TRAVAIL À FAIRE: Recopiez mot pour mot, dans le texte sur C. Ateius, le passage qui va de « E. Klebs, RE, 2/2, 1896, col. » jusqu'à « DPRR n° ATEI2422. ».

TEXTE FOURNI:
E. Klebs, RE, 2/2, 1896, col. 1903-1904, n° 7 s. v. Ateius ; W. Will, Neue Pauly, 2, 1996, col. 222, [3] ; Nicolet 1966-1974, 2, p. 788 ; Wiseman 1971, p. 215, n° 52 ; Deniaux 1993, p. 393, D. n° 6 et p. 455-457, C n° 14 ; DPRR n° ATEI2422.
Sources :
Cic., Div., 1, 29 : In quo Appius, collega tuus, bonus augur, ut ex te audire soleo, non satis scienter uirum bonum et ciuem egregium censor C. Ateium notauit, quod ementitum auspicia subscriberet. Esto ; fuerit hoc censoris, si iudicabat emetitum ; at illud minime auguris, quod adscripsit ob eam causam populum Romanum calamitatem maximam cepisse. Si enim ea causa calamtitatis fuit, non est in eo culpa, qui obnuntiauit, sed in eo, qui non paruit. Veram enim fuisse obnuntiationem, ut ait idem augur et censor, exitus approbauit.

LIGNES ENREGISTRÉES:

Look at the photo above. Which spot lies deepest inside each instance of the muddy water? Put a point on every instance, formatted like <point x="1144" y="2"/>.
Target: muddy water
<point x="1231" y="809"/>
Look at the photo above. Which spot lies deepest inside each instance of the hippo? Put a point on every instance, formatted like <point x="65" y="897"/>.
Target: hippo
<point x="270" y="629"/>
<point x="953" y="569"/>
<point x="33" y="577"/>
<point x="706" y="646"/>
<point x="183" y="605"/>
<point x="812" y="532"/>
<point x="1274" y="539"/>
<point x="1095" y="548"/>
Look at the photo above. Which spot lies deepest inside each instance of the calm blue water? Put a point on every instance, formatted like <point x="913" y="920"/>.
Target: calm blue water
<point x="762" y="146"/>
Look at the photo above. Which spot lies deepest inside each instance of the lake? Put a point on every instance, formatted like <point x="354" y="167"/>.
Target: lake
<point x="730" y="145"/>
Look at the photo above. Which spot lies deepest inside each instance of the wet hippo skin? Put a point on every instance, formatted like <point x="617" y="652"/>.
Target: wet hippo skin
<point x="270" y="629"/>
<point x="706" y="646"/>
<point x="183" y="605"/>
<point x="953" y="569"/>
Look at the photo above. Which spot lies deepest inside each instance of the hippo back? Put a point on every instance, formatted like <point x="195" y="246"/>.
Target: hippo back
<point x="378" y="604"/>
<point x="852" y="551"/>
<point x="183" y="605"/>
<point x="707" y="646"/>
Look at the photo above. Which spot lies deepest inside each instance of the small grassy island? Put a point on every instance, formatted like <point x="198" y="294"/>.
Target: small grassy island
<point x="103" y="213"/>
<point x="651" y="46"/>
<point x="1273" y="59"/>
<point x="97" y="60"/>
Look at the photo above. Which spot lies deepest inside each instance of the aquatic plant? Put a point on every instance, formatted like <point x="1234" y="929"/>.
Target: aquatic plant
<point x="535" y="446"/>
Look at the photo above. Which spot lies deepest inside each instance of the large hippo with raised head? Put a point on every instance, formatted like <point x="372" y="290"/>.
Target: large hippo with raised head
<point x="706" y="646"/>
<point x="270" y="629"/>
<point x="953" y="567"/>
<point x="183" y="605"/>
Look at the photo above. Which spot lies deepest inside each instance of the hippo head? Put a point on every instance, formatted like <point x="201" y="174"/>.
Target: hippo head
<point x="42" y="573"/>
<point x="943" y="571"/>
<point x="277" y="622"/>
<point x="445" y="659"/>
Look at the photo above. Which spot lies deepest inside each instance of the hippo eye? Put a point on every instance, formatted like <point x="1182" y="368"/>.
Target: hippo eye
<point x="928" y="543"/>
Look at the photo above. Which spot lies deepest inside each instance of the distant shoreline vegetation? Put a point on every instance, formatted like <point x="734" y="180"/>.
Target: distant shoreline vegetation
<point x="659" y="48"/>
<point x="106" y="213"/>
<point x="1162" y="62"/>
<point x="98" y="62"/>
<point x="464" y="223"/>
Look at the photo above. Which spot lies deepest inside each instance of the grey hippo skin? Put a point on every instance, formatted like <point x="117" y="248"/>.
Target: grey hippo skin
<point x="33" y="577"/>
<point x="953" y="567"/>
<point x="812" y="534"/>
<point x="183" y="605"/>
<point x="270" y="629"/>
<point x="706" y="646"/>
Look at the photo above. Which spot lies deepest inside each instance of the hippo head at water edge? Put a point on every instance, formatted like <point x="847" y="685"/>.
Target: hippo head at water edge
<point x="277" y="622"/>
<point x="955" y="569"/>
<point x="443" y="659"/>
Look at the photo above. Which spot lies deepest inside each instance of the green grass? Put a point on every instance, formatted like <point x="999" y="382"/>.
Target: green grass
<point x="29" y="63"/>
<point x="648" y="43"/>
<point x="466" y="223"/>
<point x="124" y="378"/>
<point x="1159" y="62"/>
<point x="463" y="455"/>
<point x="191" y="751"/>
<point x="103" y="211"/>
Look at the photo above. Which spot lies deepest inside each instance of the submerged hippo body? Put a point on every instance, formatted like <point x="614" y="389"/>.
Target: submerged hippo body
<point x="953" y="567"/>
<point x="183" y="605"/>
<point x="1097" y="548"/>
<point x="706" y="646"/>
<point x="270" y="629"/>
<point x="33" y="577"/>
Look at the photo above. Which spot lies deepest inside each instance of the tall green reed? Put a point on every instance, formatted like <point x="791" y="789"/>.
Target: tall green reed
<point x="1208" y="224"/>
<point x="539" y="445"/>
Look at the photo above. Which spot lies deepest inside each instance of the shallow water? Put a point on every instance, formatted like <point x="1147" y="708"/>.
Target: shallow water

RÉPONSE:
E. Klebs, RE, 2/2, 1896, col. 1903-1904, n° 7 s. v. Ateius ; W. Will, Neue Pauly, 2, 1996, col. 222, [3] ; Nicolet 1966-1974, 2, p. 788 ; Wiseman 1971, p. 215, n° 52 ; Deniaux 1993, p. 393, D. n° 6 et p. 455-457, C n° 14 ; DPRR n° ATEI2422.